Start Given records

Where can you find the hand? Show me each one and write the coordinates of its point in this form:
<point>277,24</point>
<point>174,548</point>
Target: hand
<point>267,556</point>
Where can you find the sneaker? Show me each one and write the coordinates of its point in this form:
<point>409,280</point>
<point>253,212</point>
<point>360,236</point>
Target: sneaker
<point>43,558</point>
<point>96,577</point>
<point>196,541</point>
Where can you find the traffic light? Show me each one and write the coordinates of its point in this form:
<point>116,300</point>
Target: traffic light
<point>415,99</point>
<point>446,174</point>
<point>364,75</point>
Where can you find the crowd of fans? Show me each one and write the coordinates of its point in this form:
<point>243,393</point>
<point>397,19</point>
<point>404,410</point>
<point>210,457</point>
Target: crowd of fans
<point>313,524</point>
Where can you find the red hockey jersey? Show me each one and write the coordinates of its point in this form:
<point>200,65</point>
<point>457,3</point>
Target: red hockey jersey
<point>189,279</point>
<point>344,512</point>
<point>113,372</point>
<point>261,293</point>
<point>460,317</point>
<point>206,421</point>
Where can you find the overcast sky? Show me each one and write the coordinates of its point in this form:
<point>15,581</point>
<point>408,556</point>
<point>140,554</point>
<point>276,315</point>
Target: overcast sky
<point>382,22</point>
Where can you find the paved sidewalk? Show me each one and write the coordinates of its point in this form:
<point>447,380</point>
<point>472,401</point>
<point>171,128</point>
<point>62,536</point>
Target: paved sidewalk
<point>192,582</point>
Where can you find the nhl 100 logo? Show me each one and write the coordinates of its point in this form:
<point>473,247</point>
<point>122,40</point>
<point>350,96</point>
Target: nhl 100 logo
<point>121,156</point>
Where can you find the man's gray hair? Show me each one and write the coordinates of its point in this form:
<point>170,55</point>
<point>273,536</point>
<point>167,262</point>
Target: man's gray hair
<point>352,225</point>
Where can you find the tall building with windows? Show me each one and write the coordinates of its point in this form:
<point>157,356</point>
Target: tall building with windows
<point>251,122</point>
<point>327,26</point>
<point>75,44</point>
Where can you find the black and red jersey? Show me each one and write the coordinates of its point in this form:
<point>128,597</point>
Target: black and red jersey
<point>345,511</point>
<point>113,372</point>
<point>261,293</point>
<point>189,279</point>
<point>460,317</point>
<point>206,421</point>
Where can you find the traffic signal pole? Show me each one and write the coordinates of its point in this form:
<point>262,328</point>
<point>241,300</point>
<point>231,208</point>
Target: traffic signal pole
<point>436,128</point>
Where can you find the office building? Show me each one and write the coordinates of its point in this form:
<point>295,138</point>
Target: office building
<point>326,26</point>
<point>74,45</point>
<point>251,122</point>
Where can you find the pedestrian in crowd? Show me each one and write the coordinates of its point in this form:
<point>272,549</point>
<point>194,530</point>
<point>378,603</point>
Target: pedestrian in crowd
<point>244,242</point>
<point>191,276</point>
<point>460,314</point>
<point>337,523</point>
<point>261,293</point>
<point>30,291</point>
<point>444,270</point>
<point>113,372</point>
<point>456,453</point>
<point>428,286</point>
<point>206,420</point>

End Given records
Start Given records

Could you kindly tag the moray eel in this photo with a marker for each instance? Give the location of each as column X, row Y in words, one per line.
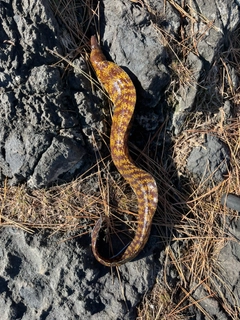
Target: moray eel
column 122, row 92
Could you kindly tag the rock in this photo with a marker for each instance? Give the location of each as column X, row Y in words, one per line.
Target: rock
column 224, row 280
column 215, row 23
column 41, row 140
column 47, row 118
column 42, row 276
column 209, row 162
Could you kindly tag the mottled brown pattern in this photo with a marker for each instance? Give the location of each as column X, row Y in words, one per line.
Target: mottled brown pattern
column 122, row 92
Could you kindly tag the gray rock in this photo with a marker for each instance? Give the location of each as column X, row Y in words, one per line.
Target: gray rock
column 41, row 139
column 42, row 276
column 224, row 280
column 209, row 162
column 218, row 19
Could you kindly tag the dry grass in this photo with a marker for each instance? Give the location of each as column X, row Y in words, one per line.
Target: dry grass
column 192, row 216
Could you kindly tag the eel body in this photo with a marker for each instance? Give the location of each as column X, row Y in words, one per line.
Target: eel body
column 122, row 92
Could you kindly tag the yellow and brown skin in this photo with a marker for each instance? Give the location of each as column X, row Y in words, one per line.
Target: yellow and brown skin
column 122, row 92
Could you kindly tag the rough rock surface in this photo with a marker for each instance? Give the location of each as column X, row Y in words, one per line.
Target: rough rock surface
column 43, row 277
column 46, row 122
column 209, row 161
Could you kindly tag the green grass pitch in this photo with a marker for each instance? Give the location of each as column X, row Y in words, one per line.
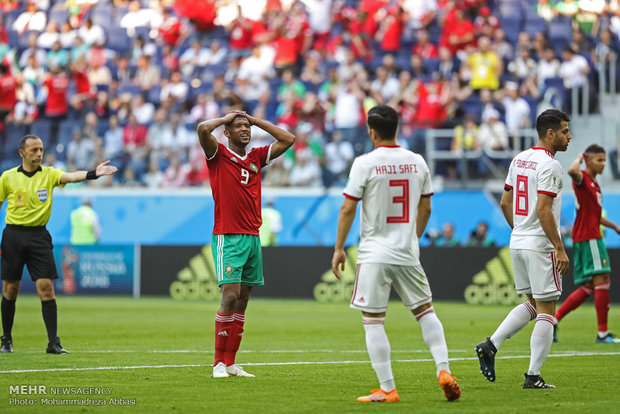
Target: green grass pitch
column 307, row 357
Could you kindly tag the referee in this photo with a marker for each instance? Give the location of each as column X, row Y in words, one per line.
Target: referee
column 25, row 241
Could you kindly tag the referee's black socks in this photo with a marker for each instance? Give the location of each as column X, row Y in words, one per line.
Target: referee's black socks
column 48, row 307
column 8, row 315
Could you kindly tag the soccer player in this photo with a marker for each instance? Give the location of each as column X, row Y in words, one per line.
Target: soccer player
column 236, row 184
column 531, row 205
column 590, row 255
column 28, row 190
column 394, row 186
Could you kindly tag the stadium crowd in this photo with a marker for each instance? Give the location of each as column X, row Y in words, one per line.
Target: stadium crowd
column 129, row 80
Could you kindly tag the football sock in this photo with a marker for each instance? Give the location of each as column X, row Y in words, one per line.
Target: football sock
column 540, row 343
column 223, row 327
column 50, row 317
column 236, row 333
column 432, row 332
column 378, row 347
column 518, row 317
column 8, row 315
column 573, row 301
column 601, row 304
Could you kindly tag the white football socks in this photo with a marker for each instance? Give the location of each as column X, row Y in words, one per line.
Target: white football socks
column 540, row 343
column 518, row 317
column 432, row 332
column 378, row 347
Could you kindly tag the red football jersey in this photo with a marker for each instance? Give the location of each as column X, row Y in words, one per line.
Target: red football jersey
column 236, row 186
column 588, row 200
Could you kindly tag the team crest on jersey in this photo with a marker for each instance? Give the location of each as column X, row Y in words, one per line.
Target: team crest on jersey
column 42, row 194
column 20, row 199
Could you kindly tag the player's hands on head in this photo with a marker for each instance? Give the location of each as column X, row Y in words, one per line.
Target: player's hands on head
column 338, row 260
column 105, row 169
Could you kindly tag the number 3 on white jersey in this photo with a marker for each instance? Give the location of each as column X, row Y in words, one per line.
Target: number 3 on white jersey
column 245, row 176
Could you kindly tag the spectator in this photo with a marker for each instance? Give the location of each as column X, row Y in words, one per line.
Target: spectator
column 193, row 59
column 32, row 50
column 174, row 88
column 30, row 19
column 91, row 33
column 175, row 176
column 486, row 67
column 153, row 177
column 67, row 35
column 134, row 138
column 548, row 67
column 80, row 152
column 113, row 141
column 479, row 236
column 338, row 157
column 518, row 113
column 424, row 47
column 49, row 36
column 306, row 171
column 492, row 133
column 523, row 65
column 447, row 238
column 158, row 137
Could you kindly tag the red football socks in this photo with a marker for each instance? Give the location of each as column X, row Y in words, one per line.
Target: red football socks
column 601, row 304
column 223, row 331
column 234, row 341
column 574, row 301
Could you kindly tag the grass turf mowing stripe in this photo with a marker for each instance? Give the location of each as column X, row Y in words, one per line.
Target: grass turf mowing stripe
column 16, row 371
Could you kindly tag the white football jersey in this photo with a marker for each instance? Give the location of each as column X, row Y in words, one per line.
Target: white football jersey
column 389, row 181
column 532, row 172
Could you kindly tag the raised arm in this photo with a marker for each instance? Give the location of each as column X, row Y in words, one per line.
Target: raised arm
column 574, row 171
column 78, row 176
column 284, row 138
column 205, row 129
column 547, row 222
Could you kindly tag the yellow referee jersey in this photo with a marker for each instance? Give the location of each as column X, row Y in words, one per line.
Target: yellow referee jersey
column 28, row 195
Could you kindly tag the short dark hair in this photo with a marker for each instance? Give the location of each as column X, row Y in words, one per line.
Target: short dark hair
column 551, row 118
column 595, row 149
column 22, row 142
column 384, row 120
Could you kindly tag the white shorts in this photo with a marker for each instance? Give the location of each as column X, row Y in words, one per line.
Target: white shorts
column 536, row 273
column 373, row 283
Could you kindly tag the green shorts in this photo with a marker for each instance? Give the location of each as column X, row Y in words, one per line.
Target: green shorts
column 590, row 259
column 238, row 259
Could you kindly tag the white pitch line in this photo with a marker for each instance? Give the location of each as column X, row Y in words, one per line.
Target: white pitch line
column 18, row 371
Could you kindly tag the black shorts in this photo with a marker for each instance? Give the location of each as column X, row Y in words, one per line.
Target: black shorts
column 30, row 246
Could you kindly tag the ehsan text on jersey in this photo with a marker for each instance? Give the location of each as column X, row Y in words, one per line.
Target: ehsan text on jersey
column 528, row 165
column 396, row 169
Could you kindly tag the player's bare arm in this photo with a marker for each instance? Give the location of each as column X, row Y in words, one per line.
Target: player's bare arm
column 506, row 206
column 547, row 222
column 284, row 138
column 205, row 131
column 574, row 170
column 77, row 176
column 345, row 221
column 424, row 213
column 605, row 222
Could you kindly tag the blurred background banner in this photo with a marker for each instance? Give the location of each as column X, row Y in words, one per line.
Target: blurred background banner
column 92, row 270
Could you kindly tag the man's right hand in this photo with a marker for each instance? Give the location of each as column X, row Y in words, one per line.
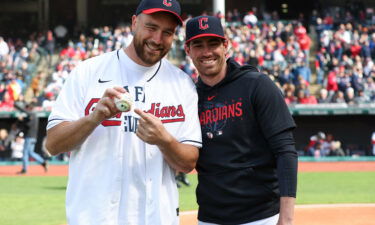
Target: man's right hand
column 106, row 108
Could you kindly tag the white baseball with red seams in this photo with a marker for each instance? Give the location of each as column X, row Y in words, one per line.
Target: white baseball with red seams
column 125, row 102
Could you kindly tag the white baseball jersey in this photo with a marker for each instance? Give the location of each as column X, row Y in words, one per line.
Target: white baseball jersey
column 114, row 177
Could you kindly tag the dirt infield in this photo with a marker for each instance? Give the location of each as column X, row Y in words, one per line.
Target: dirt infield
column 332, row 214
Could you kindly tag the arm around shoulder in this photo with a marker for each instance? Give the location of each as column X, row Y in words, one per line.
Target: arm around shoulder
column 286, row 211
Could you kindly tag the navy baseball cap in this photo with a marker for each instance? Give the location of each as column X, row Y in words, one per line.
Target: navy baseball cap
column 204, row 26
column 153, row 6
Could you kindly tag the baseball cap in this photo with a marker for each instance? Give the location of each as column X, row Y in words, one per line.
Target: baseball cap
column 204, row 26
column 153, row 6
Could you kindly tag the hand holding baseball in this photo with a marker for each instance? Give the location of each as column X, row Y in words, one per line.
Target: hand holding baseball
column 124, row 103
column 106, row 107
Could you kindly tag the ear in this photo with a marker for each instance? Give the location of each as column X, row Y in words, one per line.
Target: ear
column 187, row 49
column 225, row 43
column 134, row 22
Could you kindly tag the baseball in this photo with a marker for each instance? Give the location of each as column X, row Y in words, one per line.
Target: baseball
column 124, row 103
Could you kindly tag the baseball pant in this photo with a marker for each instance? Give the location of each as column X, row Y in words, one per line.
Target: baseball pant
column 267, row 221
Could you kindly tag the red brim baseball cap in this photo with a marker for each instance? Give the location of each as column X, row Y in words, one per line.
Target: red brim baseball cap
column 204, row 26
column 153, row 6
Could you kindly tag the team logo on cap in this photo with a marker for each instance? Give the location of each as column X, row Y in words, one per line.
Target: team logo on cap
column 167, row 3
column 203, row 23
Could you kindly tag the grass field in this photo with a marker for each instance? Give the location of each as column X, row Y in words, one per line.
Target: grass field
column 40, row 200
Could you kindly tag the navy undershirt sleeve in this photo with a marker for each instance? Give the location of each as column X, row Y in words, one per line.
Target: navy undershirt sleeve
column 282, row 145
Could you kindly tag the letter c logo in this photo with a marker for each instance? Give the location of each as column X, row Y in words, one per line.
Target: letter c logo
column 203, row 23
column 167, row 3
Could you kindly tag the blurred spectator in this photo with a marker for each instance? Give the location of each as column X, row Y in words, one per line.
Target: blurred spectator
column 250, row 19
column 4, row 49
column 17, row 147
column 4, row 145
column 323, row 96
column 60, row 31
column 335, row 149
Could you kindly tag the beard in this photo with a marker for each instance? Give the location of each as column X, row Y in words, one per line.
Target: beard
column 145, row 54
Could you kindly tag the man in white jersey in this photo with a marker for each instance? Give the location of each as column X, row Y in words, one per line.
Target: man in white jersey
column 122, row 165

End Given records
Start Given records

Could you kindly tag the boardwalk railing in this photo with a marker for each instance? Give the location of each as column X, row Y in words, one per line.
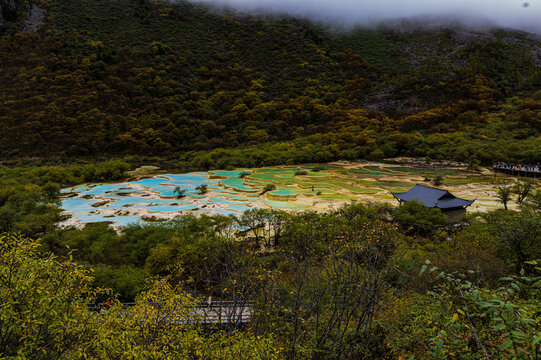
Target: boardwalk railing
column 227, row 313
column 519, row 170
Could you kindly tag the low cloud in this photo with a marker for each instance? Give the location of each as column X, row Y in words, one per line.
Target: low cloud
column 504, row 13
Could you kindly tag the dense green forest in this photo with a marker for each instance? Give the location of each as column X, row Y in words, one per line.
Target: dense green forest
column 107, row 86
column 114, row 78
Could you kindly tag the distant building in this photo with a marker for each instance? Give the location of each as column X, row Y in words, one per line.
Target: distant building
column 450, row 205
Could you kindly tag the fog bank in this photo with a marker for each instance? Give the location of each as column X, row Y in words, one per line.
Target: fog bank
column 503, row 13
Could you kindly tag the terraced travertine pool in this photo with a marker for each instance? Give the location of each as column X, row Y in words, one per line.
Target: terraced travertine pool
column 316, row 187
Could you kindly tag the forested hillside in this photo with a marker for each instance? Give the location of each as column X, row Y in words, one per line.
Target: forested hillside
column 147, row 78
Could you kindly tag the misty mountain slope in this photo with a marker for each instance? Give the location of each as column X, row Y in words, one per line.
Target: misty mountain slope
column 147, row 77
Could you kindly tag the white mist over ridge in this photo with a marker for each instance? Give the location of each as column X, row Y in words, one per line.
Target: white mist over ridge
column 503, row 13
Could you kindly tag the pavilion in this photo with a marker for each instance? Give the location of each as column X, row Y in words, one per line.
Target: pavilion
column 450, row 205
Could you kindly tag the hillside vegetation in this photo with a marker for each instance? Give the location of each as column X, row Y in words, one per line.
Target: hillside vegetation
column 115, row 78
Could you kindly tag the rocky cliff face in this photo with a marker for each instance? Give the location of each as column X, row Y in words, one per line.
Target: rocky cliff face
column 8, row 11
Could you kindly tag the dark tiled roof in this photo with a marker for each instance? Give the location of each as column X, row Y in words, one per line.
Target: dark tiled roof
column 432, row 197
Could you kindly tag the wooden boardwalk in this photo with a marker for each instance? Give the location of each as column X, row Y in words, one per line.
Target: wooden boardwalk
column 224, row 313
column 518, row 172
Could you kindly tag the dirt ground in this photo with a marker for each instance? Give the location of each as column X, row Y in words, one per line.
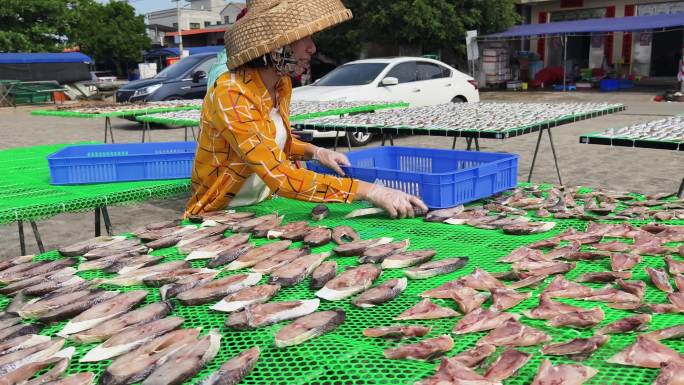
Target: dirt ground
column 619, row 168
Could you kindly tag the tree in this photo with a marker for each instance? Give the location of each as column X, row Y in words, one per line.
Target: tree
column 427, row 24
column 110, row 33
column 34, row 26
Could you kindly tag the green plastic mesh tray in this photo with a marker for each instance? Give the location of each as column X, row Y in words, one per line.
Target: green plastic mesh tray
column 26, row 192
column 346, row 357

End Given records

_Description of the task_
Rewrite the lines starting at the one containing "Could you kindly tag the rough" and ending at the one containing "column 394, row 186", changing "soccer player" to "football player" and keeping everything else the same. Leave the pictures out.

_Full answer_
Could you kindly tag the rough rock surface in this photo with a marker for each instance? Give the location of each as column X, row Y in words, one per line.
Target: rough rock surface
column 43, row 277
column 46, row 122
column 209, row 161
Could you kindly tag the green grass pitch in this photo with a marker for each instance? Give the location of each as column X, row Y in words, one per line.
Target: green grass pitch
column 307, row 357
Could you kindly tag the referee in this photo with a marker for each instance? Give the location of each as column X, row Y in words, one per line.
Target: referee
column 25, row 241
Could you kindly tag the referee's black socks in this photo with a marker for each instance? Give the location of each as column X, row Y in words, one per line.
Target: referee's black socks
column 48, row 307
column 8, row 315
Could you kindly tag the football player in this photo with a marker for each instance? Give the location of each as column X, row Y in words, one per line.
Target: football player
column 236, row 184
column 531, row 205
column 590, row 255
column 28, row 190
column 394, row 186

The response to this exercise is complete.